PROBLEMS TO SOLVE —
1. In the wave model passage, what causes the discrete steps in dominant wave period and wave age?
2. Decide whether each statement agrees with the wave model passage. Answer yes or no for each, and quote the words from the passage that decide it.
(a) Reflective boundary conditions along the side walls are already in the code.
(b) In the wind speed comparison, values are sampled at a fetch of 23 m.
(c) Wave age increases with wind speed like the other integral wave parameters.
3. Continue the wave model passage from its last sentence.

SOURCE EXTRACT —
BEGIN
A shortcoming of the model for these experiments is the lack of reflective boundary conditions along the side walls. While straightforward to implement, it is not in the code yet. Lack of reflective boundary conditions likely means a small underestimate of all wave parameters in these runs.


For the first look, I want to see the overall magnitudes of common wave and stress parameters. I plotted significant wave height, mean and dominant wave period, friction velocity, wave age (dominant phase speed over wind speed), and drag coefficient, as function of fetch, after one minute:


Each line corresponds to a different run, forced by constant winds of 10, 20, 30, 40, 50, and 60 m/s. From the inlet on the left to the end of the tank on the right, significant wave height and mean period increase downwind with a parabolic shape, due to the compounding of propagating waves. The discrete steps in dominant wave period and wave age are due to discrete representation of the wave spectrum in the model. To calculate the peak period in the model, we simply look for the spectral bin with most energy. As we move downwind, this value increases in steps as the peak energy shifts to lower frequency bins. Finally, the drag coefficient shows saturation as we get to the 30 m/s wind speed mark. Currently, the model assumes the wind-speed dependent form of the sheltering coefficient $\mathcal{A}$ to achieve this saturation. During this project we will also seek a dynamically consistent form of $\mathcal{A}$ that yields observed stess.

With the range of constant wind speed runs from 5 to 60 m/s, we can also look at the dependence of the wave state on wind speed:

Wind speed-dependent

The values are sampled at equilibrium (after one minute) and at the fetch of 23 m (end of the tank) All integral wave parameters, except wave age, increase with wind speed. Wave age shows a curious local maximum at $U_{10} = 10$ m/s. I am not sure yet why this is. Finally, the drag coefficient shows saturation close to that observed by Donelan et al. (2004), although at a slightly lower level.
END
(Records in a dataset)
BEGIN
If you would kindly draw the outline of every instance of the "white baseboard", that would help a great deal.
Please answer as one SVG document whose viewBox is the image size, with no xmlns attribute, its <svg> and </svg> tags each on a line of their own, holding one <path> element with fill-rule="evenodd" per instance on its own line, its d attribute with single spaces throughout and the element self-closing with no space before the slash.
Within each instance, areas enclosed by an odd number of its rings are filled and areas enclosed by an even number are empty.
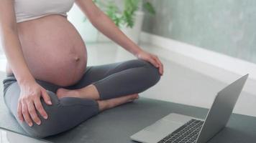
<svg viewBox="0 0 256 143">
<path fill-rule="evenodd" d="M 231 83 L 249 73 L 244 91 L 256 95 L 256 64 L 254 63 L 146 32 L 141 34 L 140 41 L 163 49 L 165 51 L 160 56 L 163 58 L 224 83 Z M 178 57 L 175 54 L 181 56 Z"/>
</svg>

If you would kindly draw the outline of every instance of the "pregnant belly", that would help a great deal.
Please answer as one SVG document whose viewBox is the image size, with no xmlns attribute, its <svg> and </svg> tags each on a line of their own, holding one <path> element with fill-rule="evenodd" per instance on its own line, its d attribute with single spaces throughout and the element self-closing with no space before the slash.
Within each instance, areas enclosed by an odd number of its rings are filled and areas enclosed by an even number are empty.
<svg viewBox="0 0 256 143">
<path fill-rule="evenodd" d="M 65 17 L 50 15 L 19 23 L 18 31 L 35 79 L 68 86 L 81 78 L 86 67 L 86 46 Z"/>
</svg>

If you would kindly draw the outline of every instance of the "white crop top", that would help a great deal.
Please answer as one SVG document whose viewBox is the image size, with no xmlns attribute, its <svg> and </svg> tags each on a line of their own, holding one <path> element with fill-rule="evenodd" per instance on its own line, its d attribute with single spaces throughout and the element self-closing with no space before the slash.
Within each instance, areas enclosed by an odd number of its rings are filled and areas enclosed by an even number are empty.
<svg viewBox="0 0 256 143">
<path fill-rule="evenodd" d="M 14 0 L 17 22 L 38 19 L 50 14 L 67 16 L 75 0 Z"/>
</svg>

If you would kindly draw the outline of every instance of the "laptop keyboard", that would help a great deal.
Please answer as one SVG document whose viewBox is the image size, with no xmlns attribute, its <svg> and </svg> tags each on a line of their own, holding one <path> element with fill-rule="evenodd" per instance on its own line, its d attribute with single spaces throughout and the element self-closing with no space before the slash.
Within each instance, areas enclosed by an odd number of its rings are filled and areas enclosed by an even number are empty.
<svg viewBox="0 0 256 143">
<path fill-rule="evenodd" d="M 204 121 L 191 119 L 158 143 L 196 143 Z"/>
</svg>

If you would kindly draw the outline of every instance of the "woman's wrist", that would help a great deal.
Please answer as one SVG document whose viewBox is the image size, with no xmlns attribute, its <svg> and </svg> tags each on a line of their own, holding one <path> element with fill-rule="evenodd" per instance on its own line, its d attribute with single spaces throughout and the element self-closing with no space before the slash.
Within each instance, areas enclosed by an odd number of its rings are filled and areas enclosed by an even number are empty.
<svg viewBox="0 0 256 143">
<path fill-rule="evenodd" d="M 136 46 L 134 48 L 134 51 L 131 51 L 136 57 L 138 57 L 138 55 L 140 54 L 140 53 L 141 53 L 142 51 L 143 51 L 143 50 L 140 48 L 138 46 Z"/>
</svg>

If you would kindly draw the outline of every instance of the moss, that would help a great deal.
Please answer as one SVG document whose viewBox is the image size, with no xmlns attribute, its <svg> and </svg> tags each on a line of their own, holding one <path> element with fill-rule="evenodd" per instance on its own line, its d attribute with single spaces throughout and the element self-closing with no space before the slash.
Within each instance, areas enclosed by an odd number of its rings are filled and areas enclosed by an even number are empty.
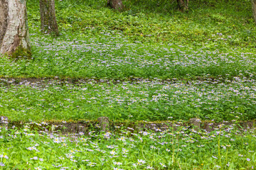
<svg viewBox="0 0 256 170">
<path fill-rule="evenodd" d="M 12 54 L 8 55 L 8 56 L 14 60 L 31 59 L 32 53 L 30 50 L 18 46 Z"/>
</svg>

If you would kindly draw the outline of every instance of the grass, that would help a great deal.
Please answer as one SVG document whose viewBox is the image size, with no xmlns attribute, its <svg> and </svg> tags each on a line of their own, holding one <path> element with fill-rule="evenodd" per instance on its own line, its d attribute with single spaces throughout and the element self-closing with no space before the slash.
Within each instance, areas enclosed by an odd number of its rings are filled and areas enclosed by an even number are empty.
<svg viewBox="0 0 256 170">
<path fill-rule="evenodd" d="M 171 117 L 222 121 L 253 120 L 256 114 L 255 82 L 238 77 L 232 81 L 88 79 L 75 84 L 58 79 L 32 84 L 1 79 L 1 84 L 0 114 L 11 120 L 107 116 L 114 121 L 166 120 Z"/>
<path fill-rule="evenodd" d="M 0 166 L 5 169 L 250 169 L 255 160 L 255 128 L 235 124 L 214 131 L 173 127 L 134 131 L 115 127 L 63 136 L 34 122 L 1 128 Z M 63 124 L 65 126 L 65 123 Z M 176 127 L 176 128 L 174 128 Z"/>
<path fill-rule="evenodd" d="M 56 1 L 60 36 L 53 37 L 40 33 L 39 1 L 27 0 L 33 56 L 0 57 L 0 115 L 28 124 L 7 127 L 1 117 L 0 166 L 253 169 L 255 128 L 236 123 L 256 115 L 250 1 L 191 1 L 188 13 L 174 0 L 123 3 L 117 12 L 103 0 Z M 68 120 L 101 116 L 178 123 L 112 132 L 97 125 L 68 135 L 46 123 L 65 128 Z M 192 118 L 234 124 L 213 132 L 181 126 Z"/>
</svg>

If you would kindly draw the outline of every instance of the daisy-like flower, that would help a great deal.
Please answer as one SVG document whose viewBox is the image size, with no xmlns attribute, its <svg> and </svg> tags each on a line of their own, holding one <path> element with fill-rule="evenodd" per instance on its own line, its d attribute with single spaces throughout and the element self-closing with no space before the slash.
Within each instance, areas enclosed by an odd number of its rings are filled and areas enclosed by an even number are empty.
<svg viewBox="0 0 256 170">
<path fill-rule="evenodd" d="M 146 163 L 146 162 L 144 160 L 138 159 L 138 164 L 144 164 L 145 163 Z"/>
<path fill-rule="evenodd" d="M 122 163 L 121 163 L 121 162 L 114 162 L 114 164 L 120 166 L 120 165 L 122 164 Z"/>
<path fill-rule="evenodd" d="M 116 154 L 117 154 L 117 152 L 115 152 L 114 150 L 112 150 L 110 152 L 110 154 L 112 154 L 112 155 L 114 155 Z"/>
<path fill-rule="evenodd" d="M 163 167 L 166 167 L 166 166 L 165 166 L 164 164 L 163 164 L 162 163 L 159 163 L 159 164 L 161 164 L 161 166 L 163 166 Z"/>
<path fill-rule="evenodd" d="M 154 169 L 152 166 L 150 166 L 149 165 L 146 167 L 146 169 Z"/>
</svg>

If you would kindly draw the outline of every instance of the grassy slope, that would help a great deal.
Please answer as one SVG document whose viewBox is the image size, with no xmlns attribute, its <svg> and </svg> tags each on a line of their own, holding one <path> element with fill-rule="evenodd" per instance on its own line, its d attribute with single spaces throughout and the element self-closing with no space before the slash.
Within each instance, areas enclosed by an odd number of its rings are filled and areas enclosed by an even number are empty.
END
RESPONSES TO THE TASKS —
1. The discrete representation of the wave spectrum in the model causes them.

2.
(a) No: "it is not in the code yet."
(b) Yes: "at the fetch of 23 m (end of the tank)"
(c) No: "All integral wave parameters, except wave age, increase with wind speed."

3.
Key points

  • Preliminary UMWM simulations at laboratory scale provide insight into characteristic wave parameters from low to high wind speeds.
  • First results more or less realistic looking. The fact that waves don’t grow higher than mean water depth is encouraging!
  • Integral wave parameters such as significant wave height and mean and dominant period increase monotonically with wind speed, as expected.
  • Local maximum in wave age at $U_{10} = 10$ m/s. To be looked at in more details.
  • $C_D$ saturates at a lower level than observed by Donelan et al. (2004). This is a matter of turning a few knobs to tweak the form of $\mathcal{A}$.

Next steps will include:

  1. Plotting the modeled wave spectrum at the end of the tank;
  2. Comparing the integrated model parameters and wave spectra with the measurements from the tank;
  3. Add reflective boundary condition option to the model.

This is a work in progress, developed in this repo.


  • Chen, S. S. and M. Curcic, 2016: Ocean surface waves in Hurricane Ike (2008) and Superstorm Sandy (2012): Coupled modeling and observations, Oce. Mod., 103, 161-176. doi:10.1016/j.ocemod.2015.08.005.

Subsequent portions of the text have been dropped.